Natural language region descriptions:

Start of Block

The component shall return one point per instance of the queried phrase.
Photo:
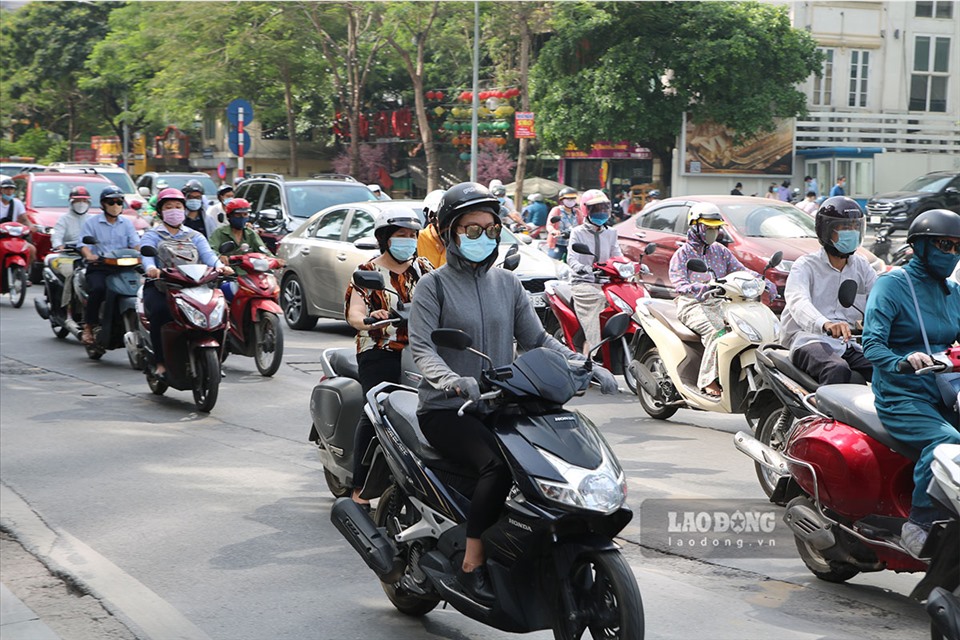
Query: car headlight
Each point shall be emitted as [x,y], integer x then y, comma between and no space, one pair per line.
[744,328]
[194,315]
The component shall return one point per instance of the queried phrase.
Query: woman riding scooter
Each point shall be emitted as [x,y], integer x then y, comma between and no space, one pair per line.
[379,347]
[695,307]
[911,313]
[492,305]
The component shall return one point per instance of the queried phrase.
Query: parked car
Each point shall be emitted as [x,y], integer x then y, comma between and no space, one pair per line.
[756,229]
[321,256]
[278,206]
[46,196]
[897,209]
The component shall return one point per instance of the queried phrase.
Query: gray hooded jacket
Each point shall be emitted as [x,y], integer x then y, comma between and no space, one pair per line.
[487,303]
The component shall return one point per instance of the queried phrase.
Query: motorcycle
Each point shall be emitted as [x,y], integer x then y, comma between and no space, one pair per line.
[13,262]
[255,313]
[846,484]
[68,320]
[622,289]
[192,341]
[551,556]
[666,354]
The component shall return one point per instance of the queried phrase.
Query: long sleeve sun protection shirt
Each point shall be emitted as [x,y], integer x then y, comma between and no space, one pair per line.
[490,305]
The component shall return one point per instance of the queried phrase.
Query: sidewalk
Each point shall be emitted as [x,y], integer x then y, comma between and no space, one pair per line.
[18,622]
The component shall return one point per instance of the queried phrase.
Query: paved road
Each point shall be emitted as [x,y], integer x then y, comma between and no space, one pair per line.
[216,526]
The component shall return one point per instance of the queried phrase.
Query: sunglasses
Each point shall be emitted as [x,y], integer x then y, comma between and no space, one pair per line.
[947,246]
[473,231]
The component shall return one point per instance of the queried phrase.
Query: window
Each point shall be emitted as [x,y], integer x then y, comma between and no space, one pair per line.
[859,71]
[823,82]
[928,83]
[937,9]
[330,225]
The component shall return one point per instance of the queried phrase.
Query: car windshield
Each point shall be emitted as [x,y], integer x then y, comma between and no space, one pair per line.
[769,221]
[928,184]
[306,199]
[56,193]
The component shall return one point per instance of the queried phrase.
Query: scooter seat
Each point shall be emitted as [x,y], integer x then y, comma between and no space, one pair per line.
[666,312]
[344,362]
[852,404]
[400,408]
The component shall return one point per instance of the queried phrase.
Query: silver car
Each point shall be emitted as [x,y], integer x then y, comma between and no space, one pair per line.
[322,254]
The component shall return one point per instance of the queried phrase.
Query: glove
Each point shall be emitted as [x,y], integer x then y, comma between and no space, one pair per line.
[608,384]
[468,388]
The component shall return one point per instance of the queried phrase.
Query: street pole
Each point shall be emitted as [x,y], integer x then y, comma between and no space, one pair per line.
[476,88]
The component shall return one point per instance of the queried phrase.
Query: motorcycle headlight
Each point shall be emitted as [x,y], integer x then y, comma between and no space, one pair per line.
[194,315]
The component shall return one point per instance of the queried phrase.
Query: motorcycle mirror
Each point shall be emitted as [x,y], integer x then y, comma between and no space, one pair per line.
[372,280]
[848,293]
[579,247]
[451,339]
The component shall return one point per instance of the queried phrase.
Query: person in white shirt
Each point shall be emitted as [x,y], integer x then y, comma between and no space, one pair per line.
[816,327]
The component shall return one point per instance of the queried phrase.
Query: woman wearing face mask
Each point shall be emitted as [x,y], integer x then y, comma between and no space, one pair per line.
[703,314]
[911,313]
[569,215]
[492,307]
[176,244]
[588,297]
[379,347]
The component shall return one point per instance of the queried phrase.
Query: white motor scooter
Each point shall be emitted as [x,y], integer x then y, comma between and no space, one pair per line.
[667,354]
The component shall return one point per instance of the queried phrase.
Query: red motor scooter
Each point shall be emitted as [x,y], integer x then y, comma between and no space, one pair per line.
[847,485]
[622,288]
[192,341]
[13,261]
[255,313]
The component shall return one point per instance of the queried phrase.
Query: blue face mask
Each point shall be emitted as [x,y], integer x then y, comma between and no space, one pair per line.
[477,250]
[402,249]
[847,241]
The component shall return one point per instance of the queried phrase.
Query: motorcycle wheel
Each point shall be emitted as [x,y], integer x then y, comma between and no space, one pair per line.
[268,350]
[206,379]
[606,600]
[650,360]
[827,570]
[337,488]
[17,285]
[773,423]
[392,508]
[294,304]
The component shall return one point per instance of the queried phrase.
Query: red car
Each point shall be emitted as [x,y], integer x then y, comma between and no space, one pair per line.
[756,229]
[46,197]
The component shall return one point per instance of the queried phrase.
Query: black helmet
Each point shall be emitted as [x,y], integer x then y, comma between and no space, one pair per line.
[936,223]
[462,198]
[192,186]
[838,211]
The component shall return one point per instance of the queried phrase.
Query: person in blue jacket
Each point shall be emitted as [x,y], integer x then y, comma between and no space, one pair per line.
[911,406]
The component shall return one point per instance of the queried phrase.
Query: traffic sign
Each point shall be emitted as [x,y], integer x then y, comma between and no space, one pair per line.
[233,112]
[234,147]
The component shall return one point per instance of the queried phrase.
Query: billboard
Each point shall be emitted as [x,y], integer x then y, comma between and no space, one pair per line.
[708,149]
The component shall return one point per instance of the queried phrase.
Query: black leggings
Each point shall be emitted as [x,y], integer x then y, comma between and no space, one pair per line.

End of Block

• _WHAT THE TASK REQUIRES_
Skip the pictures, then retype every line above exactly.

• _ANSWER TO THE PROBLEM_
The component shall return one point per instance of the queried phrase.
Photo:
Query: car headlight
Each point shall be emitted as [x,y], integer x then y, comma between and no space, one pair per line.
[744,328]
[194,315]
The component shall return one point per instance of the queried phrase.
Query: woman riding scooter
Each point shall be emitted as [x,y], integer x then y, comma between and no space, one pair per line.
[379,347]
[695,307]
[911,313]
[492,305]
The component shall return one point per instance of the queried phrase.
Query: parked car
Each point shall be emitted as [x,y], integer x then y, comma between and no space, one pair per line.
[756,229]
[321,256]
[278,206]
[46,196]
[897,209]
The component shall return one point per instance of the queried phrase.
Query: gray hooded jacket
Each point shall be emitted as [x,y], integer x then y, comma between and no space, one pair per line.
[487,303]
The component shall return one point per instance of the queried phrase.
Query: motorcycle
Each point shall be emitted as [x,y], integer x then y, comma between and no space, one pair per line.
[13,262]
[255,313]
[846,484]
[68,320]
[622,289]
[192,341]
[551,556]
[666,354]
The component shall return one point per instance of the queried phrase.
Query: long sleeve sun protection shirt
Each point shall be emitted as [x,y], integer x then y, comma between and no space, one pair per line.
[490,305]
The component shall return one point per instance of the queried phrase.
Query: sidewalk
Each point shall be emitted as [x,y], integer x then y, comma between and no space, one pair per line.
[18,622]
The component shall return one point per instance of the queried phrase.
Query: paved road
Each point shall be emitted as [x,y], integer x then y, comma between and no space, one pair per line.
[216,526]
The component shall return one point per instance of the queried phrase.
Query: sunglasses
Each point shall be emitted as [x,y], integer x then y, comma between and no space, one pair per line.
[947,246]
[473,231]
The component shall return one point per instance of the queried phrase.
Query: window
Each point shall be emitted as [x,y], integer x then y, comma between and no space, one pair per line.
[859,71]
[823,82]
[928,83]
[937,9]
[330,225]
The component shall return one point per instance of the queried phrase.
Query: car windshield
Each point shall be emitted as [x,y], integer x then y, comma between and no space, one pair per line.
[769,221]
[928,184]
[306,199]
[56,193]
The component shall return one point per instance of the queried phrase.
Query: scooter seat
Each point shall be emitted as [x,y], integer x then y, comma between and no space, one pair per line.
[666,312]
[344,362]
[852,404]
[400,408]
The component shall return one point per instance of the queried phrase.
Query: silver car
Each point shall be emitted as [x,y], integer x then y, comma between and no space, one pair per line.
[322,254]
The component shall return one point per instance of the queried phrase.
Query: glove
Each point shall be emitted as [x,y], integer x then y, comma between and no space, one pair per line.
[608,384]
[468,388]
The component shall return one point per instance of the queried phrase.
Query: street pole
Each point shall be emitted as [x,y], integer x then y, comma between and no space, one pair per line.
[476,88]
The component shall return one point per instance of the queried phrase.
Query: motorcycle headlight
Each point shall be emitted as [x,y], integer x then y, comma between and no space, one pair per line.
[194,315]
The component shall return one point per instance of the queried phrase.
Query: motorcycle mirror
Each point shall be emitted as [x,y], integer x then y, comma between and no space, one pair per line.
[372,280]
[848,293]
[579,247]
[451,339]
The component shall return one point per instance of the queried phrase.
Query: person in white shirt
Each point shall be emitted as [x,y], integer x then y, comma between and no space, one pair per line.
[816,327]
The component shall return one point per instance of the queried phrase.
Query: woman wearing face mask
Each point shall be emitted as [x,y], integer x then y, comma between and no space, one pair per line.
[703,314]
[911,313]
[569,215]
[492,307]
[176,244]
[588,297]
[379,347]
The component shall return one point per instance of the queried phrase.
Query: white motor scooter
Each point shall be emitted as [x,y], integer x then y, comma between and no space, one pair per line.
[667,354]
The component shall return one point per instance of the queried phrase.
Query: red motor scooter
Each point shall be emitted as [x,y], integer x then y, comma between and no space, one pair per line.
[847,485]
[622,288]
[192,341]
[13,261]
[255,313]
The component shall return one point per instance of the queried phrase.
Query: blue face mask
Each point shall be emitted as [x,y], integer x then y, comma between and no space, one pair per line.
[477,250]
[402,249]
[847,241]
The component shall return one point per instance of the queried phrase.
Query: motorcycle wheel
Each point shall be emitted as [x,y], integer x then y, comma between and no space, one pair per line.
[268,350]
[206,379]
[606,600]
[650,360]
[827,570]
[337,488]
[17,285]
[773,423]
[392,508]
[294,304]
The component shall return one point per instance of the queried phrase.
Query: red car
Each point shall be emitted as [x,y], integer x then y, comma between and no space, one pair per line.
[756,229]
[46,197]
The component shall return one point per instance of the queried phrase.
Query: black helmet
Each point shall be emitted as [x,y], integer x then y, comma between and no space, one pair per line.
[936,223]
[462,198]
[192,186]
[838,211]
The component shall return one point per instance of the queried phrase.
Query: person in blue jacket
Each point shall be emitted as [x,y], integer x then y, comma between and no space, one pair per line.
[911,406]
The component shall return one point per instance of the queried phrase.
Query: traffic sign
Each point shall be emitted as [x,y], integer x then y, comma between and no space, one pair per line.
[233,112]
[234,147]
The component shall return one point per instance of the queried phrase.
Query: billboard
Each point shall be emitted as [x,y], integer x then y, comma between and no space, one pair per line.
[708,149]
The component shall return one point per instance of the queried phrase.
Query: black leggings
Each point shall be emitted as [x,y], integer x then y, comma between and no space, one pair per line.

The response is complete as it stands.